## Extracted text
☆ ☆ ☆

# 585 Ultra...build in progress



## oneslowmofo (Feb 29, 2004)

Here's a pic of my new 585 Ultra. It just arrived yesterday. Still some work to do but I'm hoping to get it completed tonight so that i can ride her tomorrow! 

Specs:
Frame - medium
Group - 06 Record with 07 chorus UT cranks
Wheels: SpeedDreams - handbuilts with Tune hubs and Velocity rims (1375 grams)


----------



## toronto-rider (Aug 16, 2002)

Great looking bike.

The only thing I would change is the white saddle. i think black would look better. The Arione comes in black with a red stripe. That would also look good.


----------



## iliveonnitro (Feb 19, 2006)

And I'll buy your white saddle to fit my bike (which has no red in it).

Nice bike.


----------



## rensho (Aug 5, 2003)

Those be some light cages.

Nice bike. Yeah, black saddle might look better.


----------



## oneslowmofo (Feb 29, 2004)

The build is done. What a great ride. I'm still debating what wheels to put on it. Right now, I've narrowed it down to Neutron Ultras or Silver Eurus. 

I kind of like the white saddle although I didn't get it expressively for this build. I built this bike from a build kit that I had from an old C50 I had.


----------



## j.knight (Dec 14, 2005)

Keep the white saddle, Add white tape, and White Vittoria CX tires. This will be the best looking bike of all time.


----------



## ethanweiss90 (Aug 14, 2006)

Even though I strongly detest nearly all of Campy's regular componentry, I will have to admit that the Bora wheels--red and white graphics--would probably look the best out of any wheelset on the market paired with this frame. I think the red is exactly the same; white sets off white, etc. I'd like to see a picture of a 585/595 Ultra with Boras...That would be supremely lustworthy...

☆ ☆ ☆

## Dataset content
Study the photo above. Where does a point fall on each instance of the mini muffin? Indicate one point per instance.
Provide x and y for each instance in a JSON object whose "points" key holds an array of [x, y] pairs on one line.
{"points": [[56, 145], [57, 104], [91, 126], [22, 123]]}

☆ ☆ ☆

## Aim of the task
From the 585 Ultra thread, pull out word for word the part that begins with "Those be some" and ends with "or Silver Eurus.". The listing has no connection to the 585 Ultra thread.

## Written answer
Those be some light cages.

Nice bike. Yeah, black saddle might look better.


----------



## oneslowmofo (Feb 29, 2004)

The build is done. What a great ride. I'm still debating what wheels to put on it. Right now, I've narrowed it down to Neutron Ultras or Silver Eurus.